▸ **Work required**
Change every instance of "pixel coordinates" to "image coordinates" in the data below, and leave all other lines unchanged.

** start of Stored rows **

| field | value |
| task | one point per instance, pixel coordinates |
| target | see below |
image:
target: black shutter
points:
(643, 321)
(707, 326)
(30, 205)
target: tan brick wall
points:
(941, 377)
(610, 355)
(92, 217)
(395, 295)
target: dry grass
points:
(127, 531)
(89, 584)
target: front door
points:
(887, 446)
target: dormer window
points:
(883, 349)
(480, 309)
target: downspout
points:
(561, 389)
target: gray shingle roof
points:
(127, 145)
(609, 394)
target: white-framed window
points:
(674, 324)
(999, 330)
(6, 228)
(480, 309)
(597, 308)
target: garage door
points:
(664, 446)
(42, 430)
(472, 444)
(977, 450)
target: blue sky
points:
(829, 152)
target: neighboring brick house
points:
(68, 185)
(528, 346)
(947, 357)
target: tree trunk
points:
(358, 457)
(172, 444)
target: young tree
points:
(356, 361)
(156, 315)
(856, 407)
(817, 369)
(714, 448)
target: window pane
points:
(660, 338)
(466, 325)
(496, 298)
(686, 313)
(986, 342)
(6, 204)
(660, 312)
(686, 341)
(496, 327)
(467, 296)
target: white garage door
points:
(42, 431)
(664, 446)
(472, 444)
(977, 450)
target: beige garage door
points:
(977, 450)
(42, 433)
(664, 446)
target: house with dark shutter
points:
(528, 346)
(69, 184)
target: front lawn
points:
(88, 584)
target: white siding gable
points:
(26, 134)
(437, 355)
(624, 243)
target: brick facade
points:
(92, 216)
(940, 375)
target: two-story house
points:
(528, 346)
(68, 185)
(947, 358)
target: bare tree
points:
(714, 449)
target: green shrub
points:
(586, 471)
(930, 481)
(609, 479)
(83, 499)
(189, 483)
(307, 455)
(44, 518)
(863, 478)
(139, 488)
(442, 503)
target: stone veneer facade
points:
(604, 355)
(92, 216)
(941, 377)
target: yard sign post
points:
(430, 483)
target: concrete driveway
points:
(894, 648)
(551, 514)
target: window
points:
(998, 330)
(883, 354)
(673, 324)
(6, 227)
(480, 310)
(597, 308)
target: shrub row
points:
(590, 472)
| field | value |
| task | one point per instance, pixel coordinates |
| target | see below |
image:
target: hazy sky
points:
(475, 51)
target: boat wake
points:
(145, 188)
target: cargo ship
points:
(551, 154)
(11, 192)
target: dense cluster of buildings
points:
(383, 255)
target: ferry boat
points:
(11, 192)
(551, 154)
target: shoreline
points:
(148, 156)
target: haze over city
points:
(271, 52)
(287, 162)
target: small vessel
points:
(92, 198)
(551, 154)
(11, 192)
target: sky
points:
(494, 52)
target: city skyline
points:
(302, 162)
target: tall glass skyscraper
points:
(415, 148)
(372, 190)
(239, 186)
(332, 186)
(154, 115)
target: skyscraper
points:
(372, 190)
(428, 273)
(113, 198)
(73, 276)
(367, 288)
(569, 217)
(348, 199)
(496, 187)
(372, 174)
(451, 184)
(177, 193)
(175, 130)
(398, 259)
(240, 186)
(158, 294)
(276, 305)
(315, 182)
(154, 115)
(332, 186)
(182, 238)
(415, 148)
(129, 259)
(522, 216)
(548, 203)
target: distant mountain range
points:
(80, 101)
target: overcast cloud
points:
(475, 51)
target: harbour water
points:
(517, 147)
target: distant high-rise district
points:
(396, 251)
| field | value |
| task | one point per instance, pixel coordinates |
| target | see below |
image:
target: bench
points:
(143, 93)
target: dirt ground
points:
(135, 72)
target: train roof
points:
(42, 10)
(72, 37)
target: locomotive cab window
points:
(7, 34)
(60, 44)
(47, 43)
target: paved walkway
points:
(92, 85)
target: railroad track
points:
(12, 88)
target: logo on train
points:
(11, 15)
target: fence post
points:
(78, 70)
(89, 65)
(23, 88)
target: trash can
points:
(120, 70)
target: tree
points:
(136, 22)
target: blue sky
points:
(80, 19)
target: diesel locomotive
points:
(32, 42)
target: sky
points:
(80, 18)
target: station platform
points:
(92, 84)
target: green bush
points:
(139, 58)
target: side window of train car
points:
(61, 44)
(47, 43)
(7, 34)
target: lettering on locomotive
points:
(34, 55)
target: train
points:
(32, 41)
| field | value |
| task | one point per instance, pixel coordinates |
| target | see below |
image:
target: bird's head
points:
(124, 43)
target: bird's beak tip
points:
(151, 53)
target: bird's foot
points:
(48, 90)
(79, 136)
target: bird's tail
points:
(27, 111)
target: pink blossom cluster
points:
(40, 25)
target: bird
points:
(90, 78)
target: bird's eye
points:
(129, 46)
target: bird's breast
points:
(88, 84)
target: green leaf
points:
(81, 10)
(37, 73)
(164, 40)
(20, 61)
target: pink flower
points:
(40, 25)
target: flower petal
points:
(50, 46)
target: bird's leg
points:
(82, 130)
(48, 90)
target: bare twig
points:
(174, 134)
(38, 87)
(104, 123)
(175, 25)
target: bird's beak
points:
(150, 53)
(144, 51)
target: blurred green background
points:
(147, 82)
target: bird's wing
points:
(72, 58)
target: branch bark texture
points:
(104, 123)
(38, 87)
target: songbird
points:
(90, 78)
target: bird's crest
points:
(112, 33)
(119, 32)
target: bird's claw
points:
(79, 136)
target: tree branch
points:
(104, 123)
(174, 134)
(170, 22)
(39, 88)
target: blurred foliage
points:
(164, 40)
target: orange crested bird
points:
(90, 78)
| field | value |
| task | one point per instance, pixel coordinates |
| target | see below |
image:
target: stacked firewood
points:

** end of Stored rows **

▸ **Correct output**
| field | value |
| task | one point per instance, image coordinates |
| target | see below |
image:
target: black shutter
points:
(643, 321)
(707, 326)
(30, 205)
target: tan brick wall
points:
(941, 377)
(610, 355)
(92, 217)
(395, 295)
target: dry grass
points:
(127, 531)
(89, 584)
target: front door
points:
(887, 446)
target: dormer window
points:
(883, 349)
(480, 309)
target: downspout
points:
(561, 389)
target: gray shingle roof
points:
(127, 145)
(609, 394)
target: white-framed window
points:
(674, 324)
(999, 330)
(6, 228)
(480, 309)
(597, 308)
target: garage door
points:
(664, 446)
(42, 430)
(472, 444)
(977, 450)
target: blue sky
points:
(829, 152)
target: neighboring brick house
points:
(68, 185)
(528, 346)
(947, 357)
target: tree trunk
points:
(358, 457)
(172, 444)
target: young tree
points:
(356, 361)
(156, 315)
(856, 407)
(817, 369)
(714, 448)
target: window pane
points:
(660, 338)
(466, 325)
(496, 298)
(686, 313)
(986, 342)
(6, 204)
(660, 312)
(686, 341)
(496, 327)
(467, 296)
target: white garage door
points:
(42, 431)
(664, 446)
(472, 444)
(977, 450)
target: beige garage door
points:
(977, 450)
(42, 433)
(664, 446)
target: house with dark shutter
points:
(528, 346)
(69, 184)
target: front lawn
points:
(88, 584)
target: white siding gable
points:
(26, 134)
(437, 355)
(624, 243)
target: brick facade
points:
(92, 216)
(940, 375)
target: two-story house
points:
(528, 346)
(68, 185)
(947, 358)
target: bare tree
points:
(714, 449)
target: green shrub
points:
(586, 471)
(930, 481)
(609, 479)
(83, 499)
(189, 483)
(307, 455)
(44, 518)
(863, 478)
(139, 488)
(442, 503)
target: stone veneer facade
points:
(604, 355)
(92, 216)
(941, 377)
target: yard sign post
points:
(430, 483)
target: concrete driveway
points:
(894, 648)
(551, 514)
target: window
points:
(998, 330)
(883, 354)
(673, 324)
(6, 227)
(480, 310)
(597, 308)
target: shrub row
points:
(590, 472)
| field | value |
| task | one point per instance, image coordinates |
| target | see below |
image:
target: hazy sky
points:
(475, 51)
target: boat wake
points:
(145, 188)
target: cargo ship
points:
(551, 154)
(11, 192)
target: dense cluster of buildings
points:
(383, 255)
target: ferry boat
points:
(11, 192)
(551, 154)
target: shoreline
points:
(148, 156)
target: haze over city
points:
(271, 52)
(287, 162)
target: small vessel
points:
(92, 198)
(551, 154)
(11, 192)
target: sky
points:
(494, 52)
target: city skyline
points:
(302, 162)
target: tall glass skyscraper
points:
(415, 148)
(372, 190)
(239, 186)
(332, 186)
(154, 115)
target: skyscraper
points:
(372, 190)
(428, 273)
(113, 198)
(73, 276)
(367, 288)
(569, 217)
(348, 199)
(496, 187)
(372, 174)
(451, 184)
(177, 193)
(175, 130)
(398, 259)
(240, 186)
(158, 294)
(276, 305)
(315, 182)
(154, 115)
(332, 186)
(182, 238)
(415, 148)
(129, 259)
(522, 216)
(548, 203)
target: distant mountain range
points:
(80, 101)
target: overcast cloud
points:
(475, 51)
target: harbour water
points:
(517, 147)
target: distant high-rise district
points:
(396, 251)
| field | value |
| task | one point per instance, image coordinates |
| target | see below |
image:
target: bench
points:
(143, 93)
target: dirt ground
points:
(135, 72)
target: train roof
points:
(42, 10)
(72, 37)
target: locomotive cab window
points:
(7, 34)
(60, 44)
(47, 43)
target: paved walkway
points:
(92, 85)
target: railroad track
points:
(12, 88)
target: logo on train
points:
(11, 15)
target: fence post
points:
(78, 70)
(89, 65)
(23, 88)
target: trash can
points:
(120, 70)
target: tree
points:
(136, 22)
target: blue sky
points:
(80, 19)
target: diesel locomotive
points:
(32, 42)
target: sky
points:
(80, 18)
target: station platform
points:
(92, 84)
target: green bush
points:
(139, 58)
target: side window of train car
points:
(61, 44)
(47, 43)
(7, 34)
target: lettering on locomotive
points:
(34, 55)
target: train
points:
(32, 41)
| field | value |
| task | one point per instance, image coordinates |
| target | see below |
image:
target: bird's head
points:
(124, 43)
target: bird's beak tip
points:
(151, 53)
target: bird's foot
points:
(48, 90)
(79, 136)
target: bird's tail
points:
(27, 111)
target: pink blossom cluster
points:
(40, 25)
target: bird
points:
(90, 78)
target: bird's eye
points:
(129, 46)
target: bird's breast
points:
(88, 84)
target: green leaf
points:
(81, 10)
(37, 73)
(164, 40)
(20, 61)
target: pink flower
points:
(40, 25)
target: flower petal
points:
(50, 46)
target: bird's leg
points:
(82, 130)
(48, 90)
target: bare twig
points:
(174, 134)
(38, 87)
(104, 123)
(175, 25)
target: bird's beak
points:
(150, 53)
(144, 51)
target: blurred green background
points:
(147, 82)
target: bird's wing
points:
(72, 58)
target: branch bark texture
points:
(104, 123)
(38, 87)
target: songbird
points:
(90, 78)
target: bird's crest
points:
(112, 33)
(119, 32)
target: bird's claw
points:
(79, 136)
target: tree branch
points:
(104, 123)
(174, 134)
(170, 22)
(39, 88)
target: blurred foliage
points:
(164, 40)
target: orange crested bird
points:
(90, 78)
| field | value |
| task | one point per instance, image coordinates |
| target | see below |
image:
target: stacked firewood
points:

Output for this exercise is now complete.